**Selected passage**

▬▬▬▬▬▬▬▬▬▬

This week in affordable housing news…:

State update:

  • Governor Newsom unveiled an 11-bill CEQA reform package last Friday, saying the legislation was critical to accelerating construction of critical energy infrastructure projects across the state. No affordable housing proposals were included in the package, however, an omission noted with concern by many housing advocates. In response to a question about this, the governor said California was already making “tremendous progress” on housing, including the ongoing ramp-up of state housing law enforcement. Gov. Newsom said changes to CEQA administrative record rules in his package would also help speed housing development (though experts disputed whether that would be the case). The governor also said there are “many bills” in the Legislature modifying the CEQA process for housing “that I look forward to signing.”
  • CHC is sponsoring several active bills on this issue: SB 439 (Skinner), a bill creating a new special motion to strike non-meritorious CEQA lawsuits; AB 1307 (Wicks), legislation that would reverse a recent court decision in the People’s Park case in Berkeley by clarifying that the sound of residents’ voices should not be considered an environmental impact under CEQA; and SB 423 (Wiener), a bill that would extend SB 35 through 2035 and allow affordable housing projects to maintain access to its accelerated approval process.
  • In other news, the Assembly released its budget priorities this week, proposing additional state support for affordable housing beyond the Governor’s May budget proposal. Of particular note is the Assembly’s plan to add $150 million to the Administration’s $225 million in funding for the Multifamily Housing Program. In April, Senate Democrats released a spending blueprint that also proposed additional housing funding, including $500 million for the state tax credit and $300 million in flexible funding for HCD. With the state continuing to face a tight fiscal situation, all of these proposals underscore the importance of AB 1657 (Wicks), a $10 billion housing bond that could significantly expand the state’s ability to support critical affordable housing programs. The Legislature needs to take action this year to put the bond on the March 2024 ballot.

▬▬▬▬▬▬▬▬▬▬

**Information provided**

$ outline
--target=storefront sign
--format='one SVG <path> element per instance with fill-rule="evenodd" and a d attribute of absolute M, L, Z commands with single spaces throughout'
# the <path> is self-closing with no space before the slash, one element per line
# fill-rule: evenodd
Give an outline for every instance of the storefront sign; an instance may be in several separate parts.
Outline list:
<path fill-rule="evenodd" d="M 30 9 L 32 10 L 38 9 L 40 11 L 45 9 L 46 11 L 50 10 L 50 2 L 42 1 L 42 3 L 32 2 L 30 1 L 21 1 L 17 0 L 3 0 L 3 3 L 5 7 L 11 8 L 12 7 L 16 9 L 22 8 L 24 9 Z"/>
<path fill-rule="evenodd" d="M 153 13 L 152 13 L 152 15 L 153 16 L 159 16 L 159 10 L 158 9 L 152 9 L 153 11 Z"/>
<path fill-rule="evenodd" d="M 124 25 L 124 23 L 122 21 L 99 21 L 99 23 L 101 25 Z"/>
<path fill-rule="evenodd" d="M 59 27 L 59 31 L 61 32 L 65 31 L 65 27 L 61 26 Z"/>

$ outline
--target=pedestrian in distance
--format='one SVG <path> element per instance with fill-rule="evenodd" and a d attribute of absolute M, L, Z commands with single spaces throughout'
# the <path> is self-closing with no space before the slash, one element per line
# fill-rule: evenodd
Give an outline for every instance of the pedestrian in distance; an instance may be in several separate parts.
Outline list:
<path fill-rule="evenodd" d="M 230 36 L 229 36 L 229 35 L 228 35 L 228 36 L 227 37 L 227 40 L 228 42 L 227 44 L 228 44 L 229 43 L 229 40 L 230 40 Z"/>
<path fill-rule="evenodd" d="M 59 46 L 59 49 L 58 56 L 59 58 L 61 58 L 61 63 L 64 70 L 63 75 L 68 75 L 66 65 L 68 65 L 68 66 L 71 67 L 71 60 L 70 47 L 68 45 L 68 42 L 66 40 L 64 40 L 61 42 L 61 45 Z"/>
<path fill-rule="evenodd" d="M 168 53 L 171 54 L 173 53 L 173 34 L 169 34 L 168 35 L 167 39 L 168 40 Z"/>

▬▬▬▬▬▬▬▬▬▬

**Exercise objective**
Reproduce the affordable housing news roundup above in full, word for word.

**Complete response**
This week in affordable housing news…:

State update:

  • Governor Newsom unveiled an 11-bill CEQA reform package last Friday, saying the legislation was critical to accelerating construction of critical energy infrastructure projects across the state. No affordable housing proposals were included in the package, however, an omission noted with concern by many housing advocates. In response to a question about this, the governor said California was already making “tremendous progress” on housing, including the ongoing ramp-up of state housing law enforcement. Gov. Newsom said changes to CEQA administrative record rules in his package would also help speed housing development (though experts disputed whether that would be the case). The governor also said there are “many bills” in the Legislature modifying the CEQA process for housing “that I look forward to signing.”
  • CHC is sponsoring several active bills on this issue: SB 439 (Skinner), a bill creating a new special motion to strike non-meritorious CEQA lawsuits; AB 1307 (Wicks), legislation that would reverse a recent court decision in the People’s Park case in Berkeley by clarifying that the sound of residents’ voices should not be considered an environmental impact under CEQA; and SB 423 (Wiener), a bill that would extend SB 35 through 2035 and allow affordable housing projects to maintain access to its accelerated approval process.
  • In other news, the Assembly released its budget priorities this week, proposing additional state support for affordable housing beyond the Governor’s May budget proposal. Of particular note is the Assembly’s plan to add $150 million to the Administration’s $225 million in funding for the Multifamily Housing Program. In April, Senate Democrats released a spending blueprint that also proposed additional housing funding, including $500 million for the state tax credit and $300 million in flexible funding for HCD. With the state continuing to face a tight fiscal situation, all of these proposals underscore the importance of AB 1657 (Wicks), a $10 billion housing bond that could significantly expand the state’s ability to support critical affordable housing programs. The Legislature needs to take action this year to put the bond on the March 2024 ballot.